§ **Exercise prompt**: From the material below, copy out each line with the word "bare" in it.

§ **Given records**:
==================================================
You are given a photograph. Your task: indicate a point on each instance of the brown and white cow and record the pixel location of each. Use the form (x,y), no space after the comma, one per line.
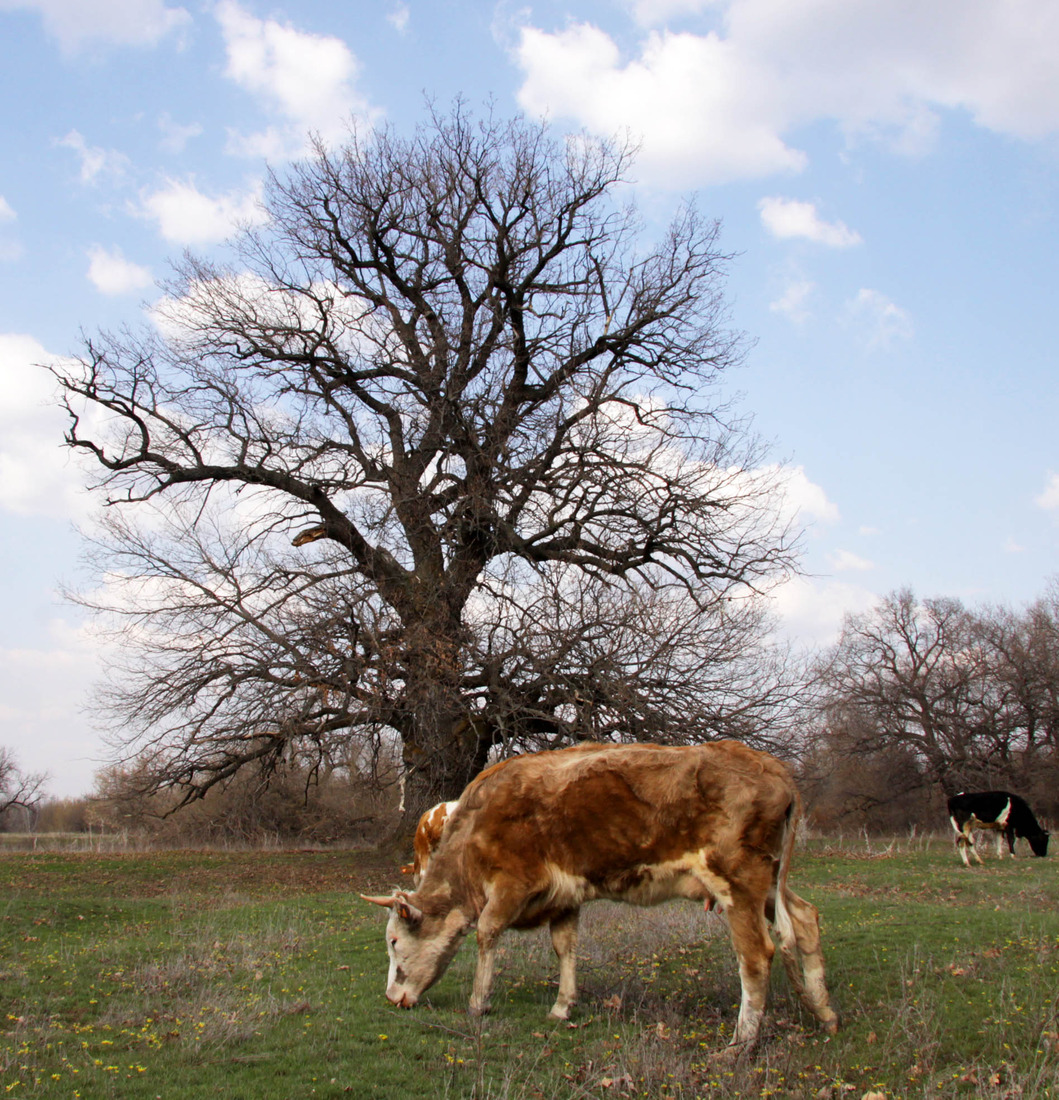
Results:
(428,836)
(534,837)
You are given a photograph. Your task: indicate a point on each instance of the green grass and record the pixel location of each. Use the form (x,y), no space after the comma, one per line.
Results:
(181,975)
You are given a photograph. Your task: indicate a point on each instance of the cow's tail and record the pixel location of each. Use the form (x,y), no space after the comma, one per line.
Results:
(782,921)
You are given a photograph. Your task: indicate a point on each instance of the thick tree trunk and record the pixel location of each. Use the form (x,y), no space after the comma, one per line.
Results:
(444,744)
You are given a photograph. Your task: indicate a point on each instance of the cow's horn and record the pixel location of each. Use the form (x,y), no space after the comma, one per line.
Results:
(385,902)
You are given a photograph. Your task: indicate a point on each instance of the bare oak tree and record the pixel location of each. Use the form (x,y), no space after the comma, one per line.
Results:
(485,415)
==================================================
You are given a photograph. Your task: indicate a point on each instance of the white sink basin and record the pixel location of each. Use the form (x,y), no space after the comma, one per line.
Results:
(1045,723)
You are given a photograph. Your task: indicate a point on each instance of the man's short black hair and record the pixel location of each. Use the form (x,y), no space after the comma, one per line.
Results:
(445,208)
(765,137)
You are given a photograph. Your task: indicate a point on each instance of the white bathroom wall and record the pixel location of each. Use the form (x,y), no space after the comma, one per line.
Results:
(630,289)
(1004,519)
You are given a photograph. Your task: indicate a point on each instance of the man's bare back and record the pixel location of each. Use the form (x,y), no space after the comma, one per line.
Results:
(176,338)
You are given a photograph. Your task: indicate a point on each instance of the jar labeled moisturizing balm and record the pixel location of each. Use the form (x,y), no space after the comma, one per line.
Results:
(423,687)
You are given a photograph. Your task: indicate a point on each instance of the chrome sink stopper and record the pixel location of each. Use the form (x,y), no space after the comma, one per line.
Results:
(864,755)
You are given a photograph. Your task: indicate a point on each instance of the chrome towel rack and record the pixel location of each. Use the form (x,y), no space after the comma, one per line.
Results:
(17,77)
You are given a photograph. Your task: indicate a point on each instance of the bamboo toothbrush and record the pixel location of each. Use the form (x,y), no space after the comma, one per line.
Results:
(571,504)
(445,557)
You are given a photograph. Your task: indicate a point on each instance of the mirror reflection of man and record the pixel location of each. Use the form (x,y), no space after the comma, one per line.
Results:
==================================================
§ **Your response**:
You are given a photograph. Your task: indicate a point on each instance of the bare oak tree and record the pixel location of each. Use the form (x,y), no space after the comma, one per line.
You are given a photograph. Your task: indicate a point on each instance of the man's bare back and record the pixel location of each. Use the form (x,y), no space after the comma, one per line.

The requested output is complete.